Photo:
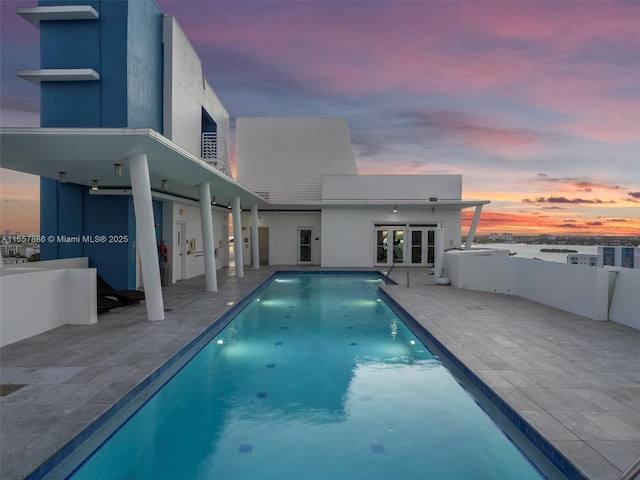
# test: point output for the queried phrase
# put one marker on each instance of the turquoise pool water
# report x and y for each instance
(316, 378)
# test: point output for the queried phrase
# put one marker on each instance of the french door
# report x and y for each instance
(305, 254)
(415, 244)
(389, 245)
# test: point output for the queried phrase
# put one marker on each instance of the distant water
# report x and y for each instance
(525, 250)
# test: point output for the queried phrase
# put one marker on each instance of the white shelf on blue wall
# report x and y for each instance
(35, 15)
(59, 75)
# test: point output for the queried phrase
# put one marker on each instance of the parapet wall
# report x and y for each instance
(595, 293)
(37, 300)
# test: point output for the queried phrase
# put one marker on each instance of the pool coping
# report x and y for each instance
(141, 393)
(565, 466)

-=-=-=-=-

■ **EXERCISE PROMPT**
Rewrite the records above, changing every "marker" to "dot" and keeping everything else the same. Leave out the pictures.

■ **RESULT OF THIS EXERCISE**
Photo:
# test: point output for the queried phrase
# put one dot on each instance of the turquoise pool water
# report x and y for each instance
(316, 378)
# test: point output for the queried phrase
# put one dot on each instance of the french door
# report x and y for each instance
(305, 254)
(415, 244)
(389, 245)
# test: point output for the queried phrase
# put one dot on each instance of the distant water
# report x and y for each instance
(525, 250)
# test: point output for the queried phrase
# put one dot on each instance of the white shelf on blue wall
# report x and y for each instance
(35, 15)
(59, 75)
# test: point output for the queried phrase
# put one dot on each instance of the parapet wall
# report x and y for each instance
(595, 293)
(37, 300)
# test: point output for the queried phrase
# put one dot on each instance of the pool coping
# report x and y for each instance
(141, 393)
(565, 466)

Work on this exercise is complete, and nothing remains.